FDA Grants Rare Pediatric Disease Designation to Ascentage Pharma for Neuroblastoma Therapy
March 22, 2022
The U.S. Food and Drug Administration granted Ascentage Pharma Rare Pediatric Disease designation for alrizomadlin, its experimental therapy for neuroblastoma.
Neuroblastoma is a serious condition that can be life-threatening to pediatric patients. Patients diagnosed as low risk usually have a good prognosis. However, those diagnosed with high-risk disease are difficult to cure, with a large proportion of these patients eventually experiencing disease recurrence. Despite intense multimodal treatments, patients with high-risk neuroblastoma have a poor prognosis with an event-free survival of less than 50 percent. Patients with relapsed or refractory neuroblastoma are extremely difficult to cure, and there is no standard treatment for these patients. According to the American Cancer Society (ACS), there are about 700 to 800 new cases of neuroblastoma each year in the United States. Due to its aggressive nature and high risk of metastasis, neuroblastoma accounts for up to 15 percent of all deaths caused by pediatric cancers.

**Problem 1:** According to the neuroblastoma article, how many new cases of neuroblastoma occur each year in the United States?
**Problem 2:** Carry on writing the neuroblastoma article, starting after its last sentence.
The material that follows is unrelated to the neuroblastoma article and comes from a separate source.

**Raw data:**
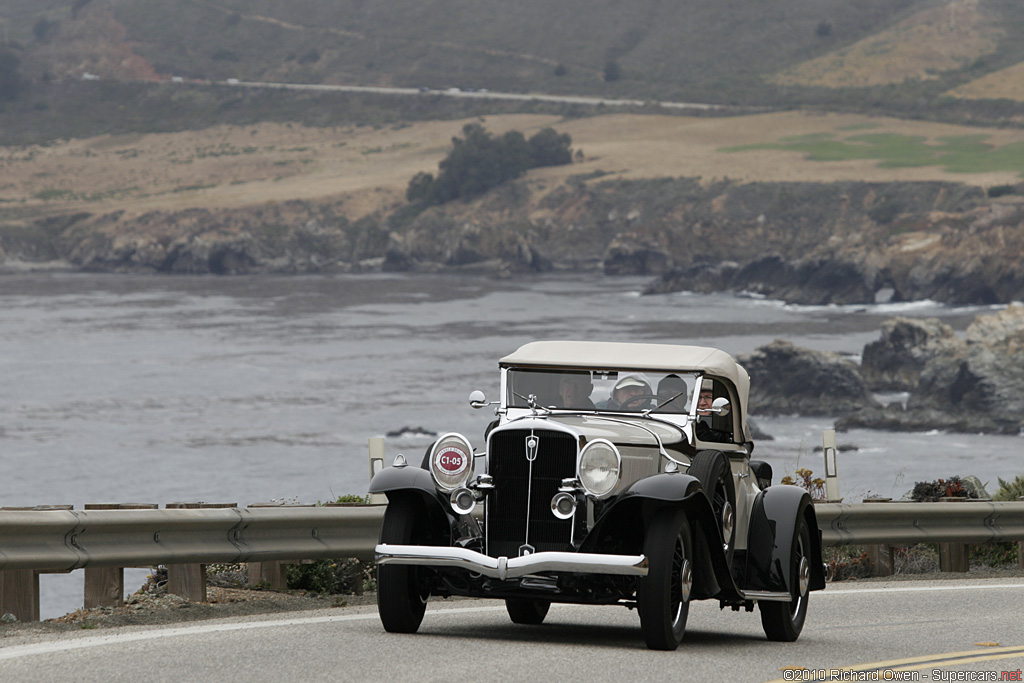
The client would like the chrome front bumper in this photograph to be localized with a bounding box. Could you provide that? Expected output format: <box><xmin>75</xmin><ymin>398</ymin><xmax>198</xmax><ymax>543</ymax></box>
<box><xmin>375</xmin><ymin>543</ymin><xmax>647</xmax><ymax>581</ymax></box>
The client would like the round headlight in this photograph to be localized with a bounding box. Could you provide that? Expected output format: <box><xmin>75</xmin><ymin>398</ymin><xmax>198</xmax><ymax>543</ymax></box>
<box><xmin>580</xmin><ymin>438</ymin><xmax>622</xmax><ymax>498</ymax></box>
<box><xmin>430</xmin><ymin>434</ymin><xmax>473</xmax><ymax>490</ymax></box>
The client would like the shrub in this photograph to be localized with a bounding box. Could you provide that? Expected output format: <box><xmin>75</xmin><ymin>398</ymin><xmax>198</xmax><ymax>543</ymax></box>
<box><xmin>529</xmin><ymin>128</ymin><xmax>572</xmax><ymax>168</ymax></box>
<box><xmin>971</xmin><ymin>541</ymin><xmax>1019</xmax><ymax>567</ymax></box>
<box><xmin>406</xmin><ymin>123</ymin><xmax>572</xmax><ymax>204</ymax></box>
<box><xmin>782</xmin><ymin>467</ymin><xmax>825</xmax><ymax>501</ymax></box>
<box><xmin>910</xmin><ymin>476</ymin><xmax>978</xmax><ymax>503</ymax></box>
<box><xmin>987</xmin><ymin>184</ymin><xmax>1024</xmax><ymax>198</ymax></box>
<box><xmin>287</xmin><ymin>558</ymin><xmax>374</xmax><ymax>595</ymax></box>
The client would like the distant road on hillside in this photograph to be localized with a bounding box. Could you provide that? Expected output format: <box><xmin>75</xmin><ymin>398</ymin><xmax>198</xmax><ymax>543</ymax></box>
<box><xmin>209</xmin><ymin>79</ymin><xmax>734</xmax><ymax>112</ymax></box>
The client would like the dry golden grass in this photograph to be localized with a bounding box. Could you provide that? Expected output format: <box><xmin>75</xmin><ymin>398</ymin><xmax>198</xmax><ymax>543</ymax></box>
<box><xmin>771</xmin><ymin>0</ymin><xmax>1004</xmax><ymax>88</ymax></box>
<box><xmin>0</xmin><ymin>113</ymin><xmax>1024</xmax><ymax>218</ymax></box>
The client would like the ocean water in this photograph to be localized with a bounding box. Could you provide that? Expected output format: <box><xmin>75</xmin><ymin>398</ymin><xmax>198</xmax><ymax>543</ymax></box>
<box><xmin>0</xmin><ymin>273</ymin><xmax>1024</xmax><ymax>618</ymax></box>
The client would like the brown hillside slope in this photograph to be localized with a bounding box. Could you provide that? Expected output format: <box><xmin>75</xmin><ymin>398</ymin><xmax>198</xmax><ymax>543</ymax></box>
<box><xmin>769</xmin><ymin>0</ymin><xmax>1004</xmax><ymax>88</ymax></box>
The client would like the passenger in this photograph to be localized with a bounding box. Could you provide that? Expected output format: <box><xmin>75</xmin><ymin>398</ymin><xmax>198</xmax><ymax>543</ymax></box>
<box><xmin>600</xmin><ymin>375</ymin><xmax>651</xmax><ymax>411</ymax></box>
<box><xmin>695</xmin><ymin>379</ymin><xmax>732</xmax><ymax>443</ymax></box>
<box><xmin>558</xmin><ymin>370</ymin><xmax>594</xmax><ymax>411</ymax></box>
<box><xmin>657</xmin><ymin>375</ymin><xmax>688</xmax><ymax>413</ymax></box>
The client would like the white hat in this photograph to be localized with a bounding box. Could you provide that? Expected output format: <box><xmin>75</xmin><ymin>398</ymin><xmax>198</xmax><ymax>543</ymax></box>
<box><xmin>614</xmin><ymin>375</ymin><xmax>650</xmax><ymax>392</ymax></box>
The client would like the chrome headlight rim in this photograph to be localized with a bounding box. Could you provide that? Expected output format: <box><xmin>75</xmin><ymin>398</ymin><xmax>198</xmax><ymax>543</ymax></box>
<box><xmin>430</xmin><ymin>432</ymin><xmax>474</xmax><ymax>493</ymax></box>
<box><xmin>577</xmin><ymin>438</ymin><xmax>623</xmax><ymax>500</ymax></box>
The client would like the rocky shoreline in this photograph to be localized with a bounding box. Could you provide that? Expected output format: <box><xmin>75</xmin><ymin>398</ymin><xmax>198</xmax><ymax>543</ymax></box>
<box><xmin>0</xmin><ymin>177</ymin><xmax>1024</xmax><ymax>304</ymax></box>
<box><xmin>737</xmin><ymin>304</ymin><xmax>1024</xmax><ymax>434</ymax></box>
---
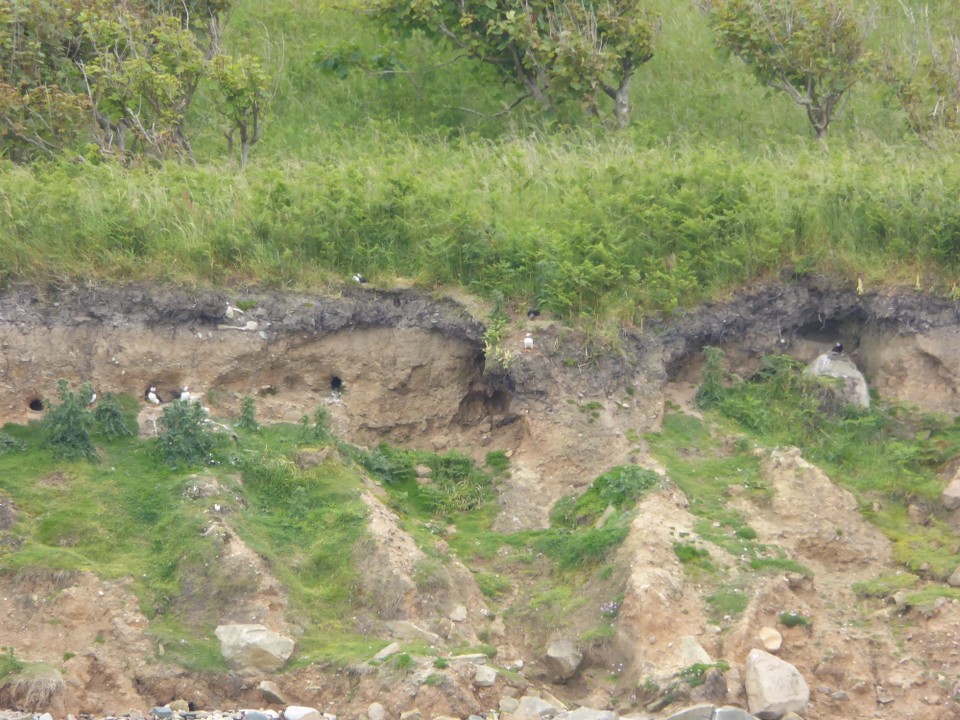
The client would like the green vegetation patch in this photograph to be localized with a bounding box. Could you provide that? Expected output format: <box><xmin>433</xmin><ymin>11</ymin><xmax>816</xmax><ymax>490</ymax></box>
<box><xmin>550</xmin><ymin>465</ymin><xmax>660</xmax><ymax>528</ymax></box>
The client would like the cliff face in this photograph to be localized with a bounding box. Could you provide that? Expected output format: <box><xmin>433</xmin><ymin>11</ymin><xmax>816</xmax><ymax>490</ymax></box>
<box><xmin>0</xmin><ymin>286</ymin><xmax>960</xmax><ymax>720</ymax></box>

**Task answer 1:** About 700 to 800 new cases each year, according to the American Cancer Society.

**Task answer 2:**
Alrizomadlin is an orally administered, selective, small-molecule inhibitor of the MDM2 protein. Alrizomadlin has strong binding affinity to MDM2 and is designed to activate tumor suppression activity of p53 by blocking the MDM2-p53 protein-protein interaction. In earlier studies, APG-115 as a single agent has shown antitumor activity in in vitro and in vivo models of neuroblastoma, demonstrating a mechanism of action that supports the clinical development of the drug candidate in patients with neuroblastoma.
The FDA grants Rare Pediatric Disease designation for serious and life-threatening diseases that primarily affect children aged 18 years or younger and impact fewer than 200,000 people in the United States. If a New Drug Application in the United States for alrizomadlin is approved, Ascentage may be eligible to receive a Priority Review Voucher from the FDA.
The vouchers can be used to reduce the time of an FDA new drug approval review to six months from ten months. The vouchers are potentially lucrative because they are transferable. Most recently, BioMarin Pharmaceutical sold its voucher for $110 million.
Ascentage said it will initiate the clinical study in neuroblastoma as soon as possible.